## YOUR TASK:
List every line of the data below that contains the word "nose", reproducing each such line in full.

■ ■ ■ ■

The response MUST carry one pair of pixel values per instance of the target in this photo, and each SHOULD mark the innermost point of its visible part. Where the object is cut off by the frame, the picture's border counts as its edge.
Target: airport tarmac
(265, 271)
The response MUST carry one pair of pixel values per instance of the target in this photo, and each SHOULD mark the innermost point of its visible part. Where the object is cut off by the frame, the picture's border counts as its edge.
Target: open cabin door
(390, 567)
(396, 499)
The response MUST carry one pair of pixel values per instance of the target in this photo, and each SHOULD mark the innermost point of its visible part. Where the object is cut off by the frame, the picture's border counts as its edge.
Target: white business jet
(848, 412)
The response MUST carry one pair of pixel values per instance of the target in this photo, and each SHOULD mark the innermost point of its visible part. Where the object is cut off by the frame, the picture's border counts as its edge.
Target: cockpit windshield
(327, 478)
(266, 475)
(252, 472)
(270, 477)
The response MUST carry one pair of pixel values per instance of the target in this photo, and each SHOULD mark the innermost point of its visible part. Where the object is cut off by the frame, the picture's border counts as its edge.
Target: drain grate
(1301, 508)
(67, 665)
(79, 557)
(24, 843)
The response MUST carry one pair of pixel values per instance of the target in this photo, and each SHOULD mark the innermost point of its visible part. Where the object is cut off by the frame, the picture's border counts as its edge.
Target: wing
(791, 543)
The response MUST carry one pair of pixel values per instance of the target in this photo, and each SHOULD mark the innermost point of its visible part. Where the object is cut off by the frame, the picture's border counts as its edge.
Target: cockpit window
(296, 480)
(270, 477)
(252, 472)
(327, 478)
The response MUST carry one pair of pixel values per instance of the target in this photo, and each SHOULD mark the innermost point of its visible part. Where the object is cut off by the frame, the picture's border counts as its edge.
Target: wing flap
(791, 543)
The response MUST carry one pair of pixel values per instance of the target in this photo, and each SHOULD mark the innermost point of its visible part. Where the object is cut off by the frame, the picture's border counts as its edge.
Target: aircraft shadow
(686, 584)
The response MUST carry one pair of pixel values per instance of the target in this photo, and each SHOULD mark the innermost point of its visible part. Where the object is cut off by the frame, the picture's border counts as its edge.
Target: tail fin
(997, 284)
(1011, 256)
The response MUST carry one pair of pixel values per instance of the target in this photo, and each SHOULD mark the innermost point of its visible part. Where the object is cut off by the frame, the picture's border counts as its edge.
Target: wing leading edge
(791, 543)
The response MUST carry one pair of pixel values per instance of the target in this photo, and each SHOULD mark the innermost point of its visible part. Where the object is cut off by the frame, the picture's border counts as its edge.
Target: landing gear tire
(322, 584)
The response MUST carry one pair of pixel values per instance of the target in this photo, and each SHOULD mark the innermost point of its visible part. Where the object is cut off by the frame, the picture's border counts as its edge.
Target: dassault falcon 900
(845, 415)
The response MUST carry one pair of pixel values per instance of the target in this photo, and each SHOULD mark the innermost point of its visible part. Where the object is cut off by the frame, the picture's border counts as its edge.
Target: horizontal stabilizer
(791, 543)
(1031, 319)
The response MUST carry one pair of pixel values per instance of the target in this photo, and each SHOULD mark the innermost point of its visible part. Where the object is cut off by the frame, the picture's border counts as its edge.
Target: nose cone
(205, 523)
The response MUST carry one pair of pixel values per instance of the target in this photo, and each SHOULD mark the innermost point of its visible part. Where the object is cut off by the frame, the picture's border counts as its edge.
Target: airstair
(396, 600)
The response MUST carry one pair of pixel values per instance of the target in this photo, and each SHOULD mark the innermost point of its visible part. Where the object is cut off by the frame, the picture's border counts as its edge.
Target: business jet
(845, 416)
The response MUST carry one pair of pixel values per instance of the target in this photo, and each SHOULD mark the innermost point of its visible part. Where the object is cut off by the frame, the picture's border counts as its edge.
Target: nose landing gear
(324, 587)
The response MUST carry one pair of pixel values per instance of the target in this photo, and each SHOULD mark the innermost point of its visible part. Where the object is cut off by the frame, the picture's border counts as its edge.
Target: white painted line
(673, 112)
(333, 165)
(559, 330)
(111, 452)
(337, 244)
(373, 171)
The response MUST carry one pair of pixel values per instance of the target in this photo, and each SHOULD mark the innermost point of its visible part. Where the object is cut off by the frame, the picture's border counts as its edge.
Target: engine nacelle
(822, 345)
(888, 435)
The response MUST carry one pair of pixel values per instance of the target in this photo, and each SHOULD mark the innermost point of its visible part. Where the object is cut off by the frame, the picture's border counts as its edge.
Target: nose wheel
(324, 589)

■ ■ ■ ■

## WRITTEN REPLY:
Target: nose cone
Target: nose landing gear
Target: nose wheel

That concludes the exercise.